▶ [Records supplied]
---+---

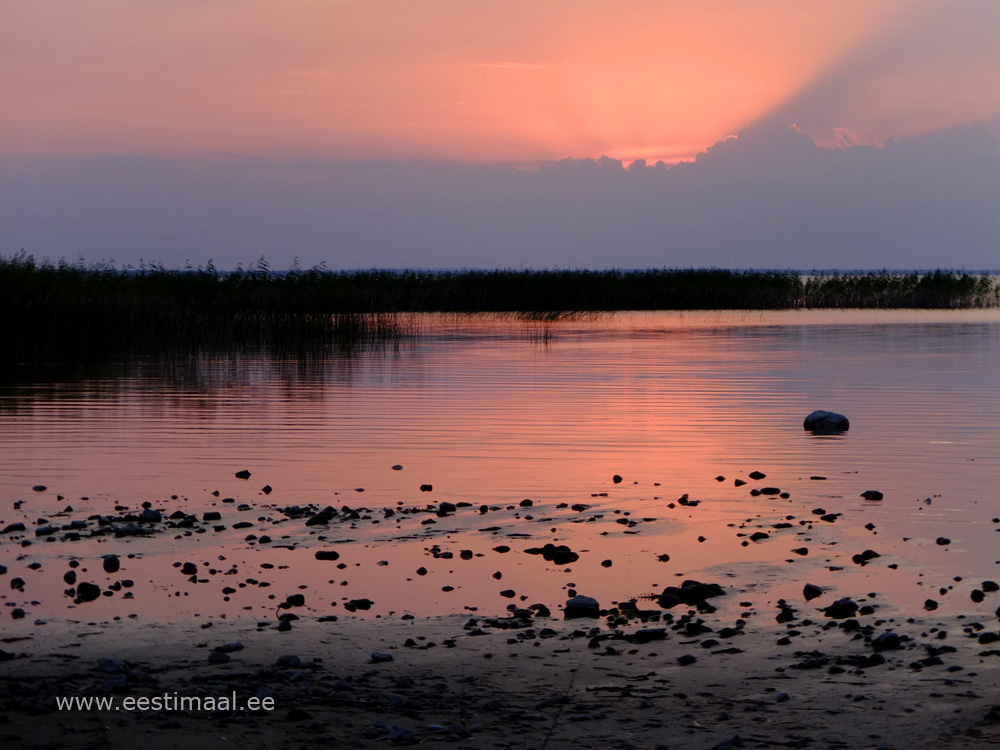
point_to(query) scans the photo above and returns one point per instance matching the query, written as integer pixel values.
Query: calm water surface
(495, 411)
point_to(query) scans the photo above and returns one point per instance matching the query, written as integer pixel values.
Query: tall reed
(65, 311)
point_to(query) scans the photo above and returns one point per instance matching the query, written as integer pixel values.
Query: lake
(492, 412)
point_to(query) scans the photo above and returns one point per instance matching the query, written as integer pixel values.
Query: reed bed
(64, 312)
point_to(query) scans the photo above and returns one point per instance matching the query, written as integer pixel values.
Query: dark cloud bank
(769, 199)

---+---

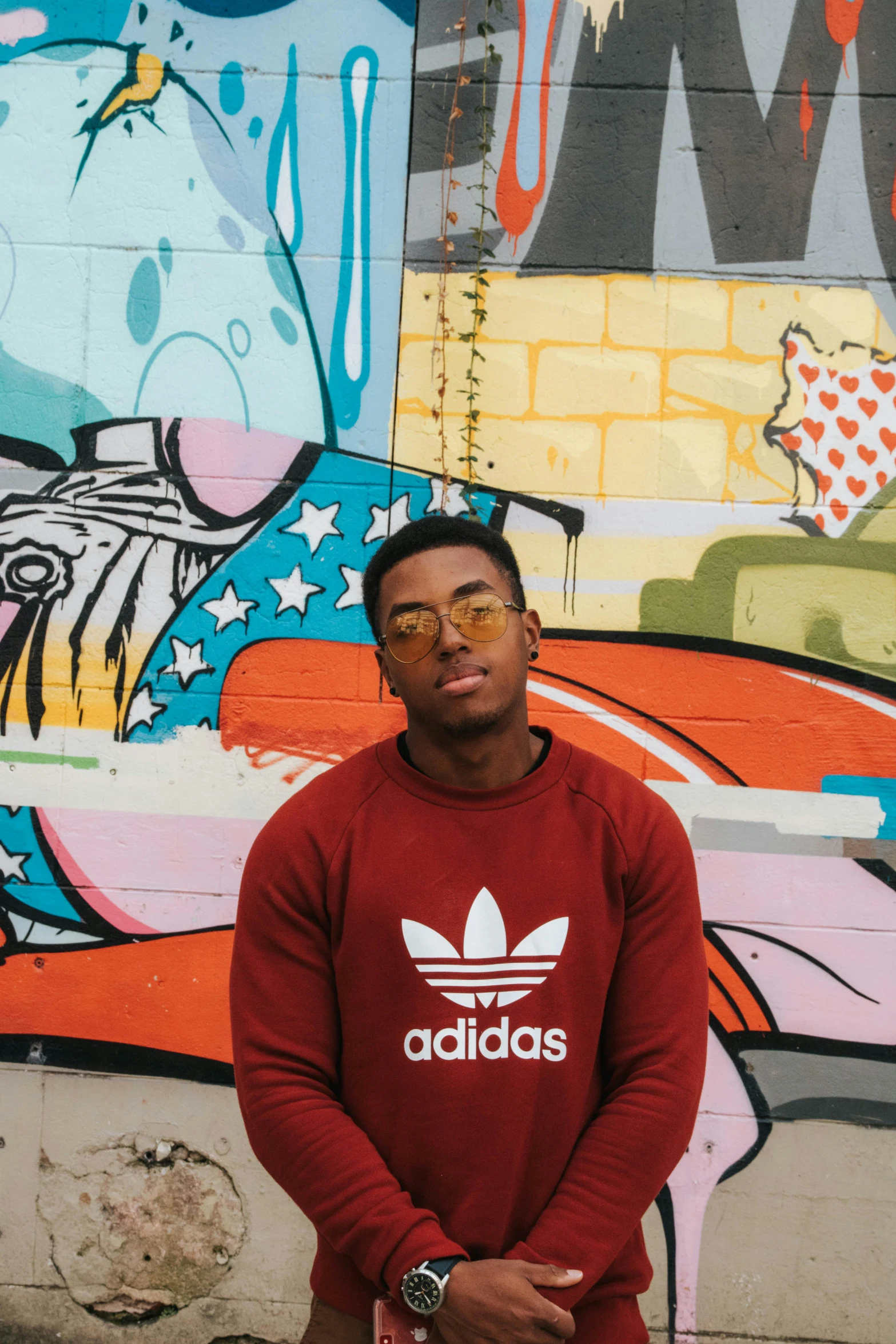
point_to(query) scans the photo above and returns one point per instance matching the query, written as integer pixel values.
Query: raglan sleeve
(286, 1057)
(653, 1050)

---+---

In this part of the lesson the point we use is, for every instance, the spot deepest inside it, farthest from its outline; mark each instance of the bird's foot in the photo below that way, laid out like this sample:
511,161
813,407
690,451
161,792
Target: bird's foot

---+---

▶ [Assignment] Read the data above and pull out each line that holds the string "bird".

▶ [Exercise response]
In this part of the lesson the point we use is, for every instance, the spot deepest inside it, farthest from its outline; mark each instance of the bird's foot in the photo below that way, laid out like this sample:
Target: bird's foot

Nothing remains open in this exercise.